__What you are asked to do__. Sift the material for lines containing "Find", and return them.

__Provided information__.
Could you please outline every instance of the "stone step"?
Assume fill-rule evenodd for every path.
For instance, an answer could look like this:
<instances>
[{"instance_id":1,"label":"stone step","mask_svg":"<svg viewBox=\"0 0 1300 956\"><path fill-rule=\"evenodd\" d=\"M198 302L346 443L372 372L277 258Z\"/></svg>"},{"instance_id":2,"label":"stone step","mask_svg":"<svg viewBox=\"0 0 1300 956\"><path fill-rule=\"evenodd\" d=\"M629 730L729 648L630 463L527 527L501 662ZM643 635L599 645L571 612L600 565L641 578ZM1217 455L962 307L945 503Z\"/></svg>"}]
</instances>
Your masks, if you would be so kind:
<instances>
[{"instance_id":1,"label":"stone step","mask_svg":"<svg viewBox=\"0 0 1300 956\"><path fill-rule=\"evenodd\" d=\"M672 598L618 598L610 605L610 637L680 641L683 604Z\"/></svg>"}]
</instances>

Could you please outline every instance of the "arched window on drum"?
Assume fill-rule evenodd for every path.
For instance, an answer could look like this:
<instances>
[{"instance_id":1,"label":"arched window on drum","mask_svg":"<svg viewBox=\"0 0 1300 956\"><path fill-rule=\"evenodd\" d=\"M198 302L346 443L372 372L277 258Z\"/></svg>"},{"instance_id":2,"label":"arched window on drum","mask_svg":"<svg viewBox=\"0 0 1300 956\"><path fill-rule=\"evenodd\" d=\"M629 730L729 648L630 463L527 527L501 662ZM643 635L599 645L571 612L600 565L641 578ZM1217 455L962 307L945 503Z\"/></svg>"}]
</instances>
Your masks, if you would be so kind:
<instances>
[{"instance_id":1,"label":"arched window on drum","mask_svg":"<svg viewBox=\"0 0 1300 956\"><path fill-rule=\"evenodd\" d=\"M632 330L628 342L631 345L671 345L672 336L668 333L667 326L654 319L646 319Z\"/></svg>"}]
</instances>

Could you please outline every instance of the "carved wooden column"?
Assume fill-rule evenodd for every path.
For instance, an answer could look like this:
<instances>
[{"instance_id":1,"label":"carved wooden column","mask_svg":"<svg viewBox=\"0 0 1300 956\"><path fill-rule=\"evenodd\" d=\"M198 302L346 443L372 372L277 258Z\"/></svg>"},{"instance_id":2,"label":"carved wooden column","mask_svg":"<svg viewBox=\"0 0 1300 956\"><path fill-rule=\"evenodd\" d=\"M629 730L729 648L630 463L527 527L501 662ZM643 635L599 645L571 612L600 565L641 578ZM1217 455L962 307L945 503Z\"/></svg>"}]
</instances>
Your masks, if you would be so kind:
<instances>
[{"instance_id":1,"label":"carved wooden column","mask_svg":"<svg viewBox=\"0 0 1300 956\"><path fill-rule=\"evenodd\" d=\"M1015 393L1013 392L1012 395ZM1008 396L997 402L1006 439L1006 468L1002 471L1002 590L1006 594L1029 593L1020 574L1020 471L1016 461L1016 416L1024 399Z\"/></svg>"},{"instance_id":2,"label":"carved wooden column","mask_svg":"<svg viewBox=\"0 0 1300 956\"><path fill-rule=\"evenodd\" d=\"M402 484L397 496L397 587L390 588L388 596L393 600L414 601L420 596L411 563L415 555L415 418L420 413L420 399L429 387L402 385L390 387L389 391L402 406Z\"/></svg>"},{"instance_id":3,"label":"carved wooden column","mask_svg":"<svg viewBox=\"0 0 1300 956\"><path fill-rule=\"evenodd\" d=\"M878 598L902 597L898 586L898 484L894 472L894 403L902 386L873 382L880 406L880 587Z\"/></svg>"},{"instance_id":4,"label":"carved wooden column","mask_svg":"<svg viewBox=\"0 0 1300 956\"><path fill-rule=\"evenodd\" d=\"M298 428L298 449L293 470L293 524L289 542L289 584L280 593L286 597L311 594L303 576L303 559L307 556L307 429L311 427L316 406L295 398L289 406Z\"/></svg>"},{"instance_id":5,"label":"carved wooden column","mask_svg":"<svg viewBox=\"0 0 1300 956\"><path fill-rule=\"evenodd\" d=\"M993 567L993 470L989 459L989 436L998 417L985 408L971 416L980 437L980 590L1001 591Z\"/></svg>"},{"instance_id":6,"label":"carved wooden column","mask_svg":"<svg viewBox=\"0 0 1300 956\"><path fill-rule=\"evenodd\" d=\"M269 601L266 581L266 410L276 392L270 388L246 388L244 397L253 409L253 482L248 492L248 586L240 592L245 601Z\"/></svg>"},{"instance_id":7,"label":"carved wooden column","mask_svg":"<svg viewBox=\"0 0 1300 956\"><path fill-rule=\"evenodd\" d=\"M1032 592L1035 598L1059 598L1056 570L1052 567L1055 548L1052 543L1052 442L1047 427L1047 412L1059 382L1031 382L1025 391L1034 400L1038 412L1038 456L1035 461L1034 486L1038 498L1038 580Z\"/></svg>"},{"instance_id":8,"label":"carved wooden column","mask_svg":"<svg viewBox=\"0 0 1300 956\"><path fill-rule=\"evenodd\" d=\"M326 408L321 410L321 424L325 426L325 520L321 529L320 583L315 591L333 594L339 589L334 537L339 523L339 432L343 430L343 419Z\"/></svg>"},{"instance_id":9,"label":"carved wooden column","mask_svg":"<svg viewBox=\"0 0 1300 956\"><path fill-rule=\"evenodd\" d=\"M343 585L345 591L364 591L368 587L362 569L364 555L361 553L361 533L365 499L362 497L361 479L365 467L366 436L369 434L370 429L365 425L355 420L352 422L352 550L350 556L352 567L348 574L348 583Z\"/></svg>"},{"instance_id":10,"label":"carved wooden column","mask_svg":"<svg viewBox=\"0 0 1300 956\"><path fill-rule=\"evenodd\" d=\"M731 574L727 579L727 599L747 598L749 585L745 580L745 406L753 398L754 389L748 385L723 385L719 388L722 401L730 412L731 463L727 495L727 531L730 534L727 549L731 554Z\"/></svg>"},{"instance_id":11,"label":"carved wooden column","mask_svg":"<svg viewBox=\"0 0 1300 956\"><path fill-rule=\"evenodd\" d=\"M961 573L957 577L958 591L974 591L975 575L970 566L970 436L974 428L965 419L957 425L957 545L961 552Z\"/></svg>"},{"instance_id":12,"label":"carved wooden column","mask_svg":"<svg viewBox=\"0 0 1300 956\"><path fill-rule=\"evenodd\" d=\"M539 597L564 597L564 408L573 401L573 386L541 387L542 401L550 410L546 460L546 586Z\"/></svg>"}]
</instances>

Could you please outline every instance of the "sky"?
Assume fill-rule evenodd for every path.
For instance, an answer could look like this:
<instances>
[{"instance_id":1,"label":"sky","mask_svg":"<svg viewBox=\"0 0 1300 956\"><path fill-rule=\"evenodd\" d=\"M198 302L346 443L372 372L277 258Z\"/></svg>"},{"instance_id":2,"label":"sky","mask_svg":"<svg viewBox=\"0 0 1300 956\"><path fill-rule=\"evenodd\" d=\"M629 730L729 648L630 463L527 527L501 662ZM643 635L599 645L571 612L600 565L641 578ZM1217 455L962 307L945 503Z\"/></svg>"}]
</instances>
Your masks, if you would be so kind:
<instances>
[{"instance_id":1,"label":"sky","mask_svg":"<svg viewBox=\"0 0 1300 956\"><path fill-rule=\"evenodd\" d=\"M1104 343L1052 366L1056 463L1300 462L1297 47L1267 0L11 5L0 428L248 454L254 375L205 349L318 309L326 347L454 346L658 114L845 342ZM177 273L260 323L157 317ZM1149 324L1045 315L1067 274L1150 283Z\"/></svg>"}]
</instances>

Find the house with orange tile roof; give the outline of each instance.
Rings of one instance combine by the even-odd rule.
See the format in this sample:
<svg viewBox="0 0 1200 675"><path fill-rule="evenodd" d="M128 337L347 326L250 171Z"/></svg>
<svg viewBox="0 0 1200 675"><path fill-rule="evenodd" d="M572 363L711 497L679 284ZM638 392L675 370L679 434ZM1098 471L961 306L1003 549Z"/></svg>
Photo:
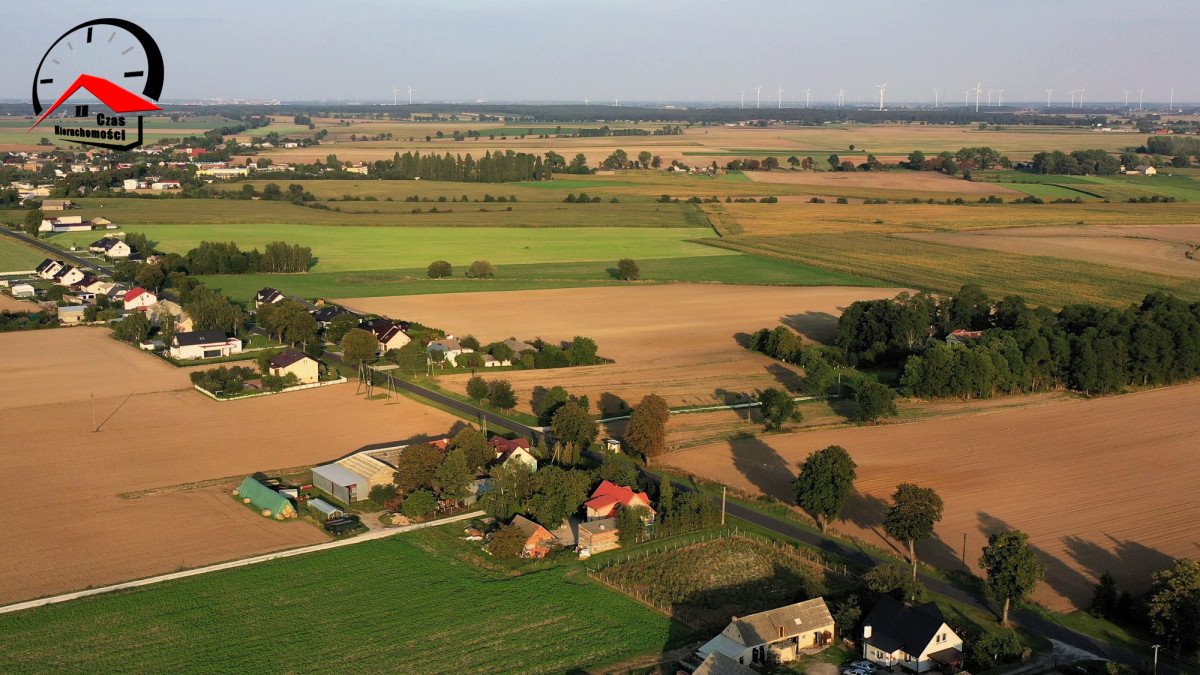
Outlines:
<svg viewBox="0 0 1200 675"><path fill-rule="evenodd" d="M648 510L649 517L654 518L654 507L650 506L649 495L645 492L634 492L624 485L617 485L607 480L600 481L599 487L584 503L588 521L612 518L617 514L618 508L631 509L638 506Z"/></svg>

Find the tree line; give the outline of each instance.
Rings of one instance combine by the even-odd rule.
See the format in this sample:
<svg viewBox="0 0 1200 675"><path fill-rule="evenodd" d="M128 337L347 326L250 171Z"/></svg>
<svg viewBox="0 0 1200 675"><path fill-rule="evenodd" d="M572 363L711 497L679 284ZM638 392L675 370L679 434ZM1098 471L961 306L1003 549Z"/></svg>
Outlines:
<svg viewBox="0 0 1200 675"><path fill-rule="evenodd" d="M538 155L505 150L488 151L475 159L467 155L437 155L420 152L396 153L370 167L370 175L389 180L445 180L467 183L505 183L522 180L549 180L552 169Z"/></svg>
<svg viewBox="0 0 1200 675"><path fill-rule="evenodd" d="M979 333L955 339L956 329ZM855 302L838 321L836 344L851 365L902 365L901 388L912 396L1108 394L1200 375L1200 303L1155 292L1122 309L1081 303L1054 312L1019 296L993 302L966 285L944 298Z"/></svg>

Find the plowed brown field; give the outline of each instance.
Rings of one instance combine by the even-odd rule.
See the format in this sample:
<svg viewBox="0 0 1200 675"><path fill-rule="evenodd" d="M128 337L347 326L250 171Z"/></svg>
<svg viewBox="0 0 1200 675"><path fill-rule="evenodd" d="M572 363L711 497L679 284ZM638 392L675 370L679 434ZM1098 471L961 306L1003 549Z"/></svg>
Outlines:
<svg viewBox="0 0 1200 675"><path fill-rule="evenodd" d="M913 190L919 192L950 192L968 195L1019 195L1020 192L992 183L979 183L951 178L933 171L747 171L756 183L811 185L814 189L831 187L875 188L880 190Z"/></svg>
<svg viewBox="0 0 1200 675"><path fill-rule="evenodd" d="M668 464L752 492L789 499L809 453L845 447L858 463L855 494L834 525L882 547L896 485L936 488L945 515L918 556L942 569L974 565L989 533L1030 534L1047 564L1035 599L1086 607L1111 571L1123 588L1200 542L1196 410L1200 383L1099 400L1064 400L912 424L800 432L715 443Z"/></svg>
<svg viewBox="0 0 1200 675"><path fill-rule="evenodd" d="M0 603L322 541L311 525L243 507L224 483L173 486L236 482L457 423L408 399L364 401L353 385L218 403L107 330L0 335L0 476L20 507L0 532ZM128 497L144 490L159 493Z"/></svg>
<svg viewBox="0 0 1200 675"><path fill-rule="evenodd" d="M780 322L807 337L832 335L837 317L855 300L890 298L901 289L671 284L502 293L354 298L337 302L362 312L438 326L483 342L594 339L614 364L497 374L512 382L518 405L529 409L534 387L563 385L605 410L635 405L656 393L673 406L711 405L781 383L796 371L738 344L739 333ZM466 391L469 375L441 378Z"/></svg>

__Exercise answer__.
Find the house with orange tile roof; give the outline of each instance.
Find the tree line; give the outline of each instance.
Find the plowed brown field; give the outline of each instance.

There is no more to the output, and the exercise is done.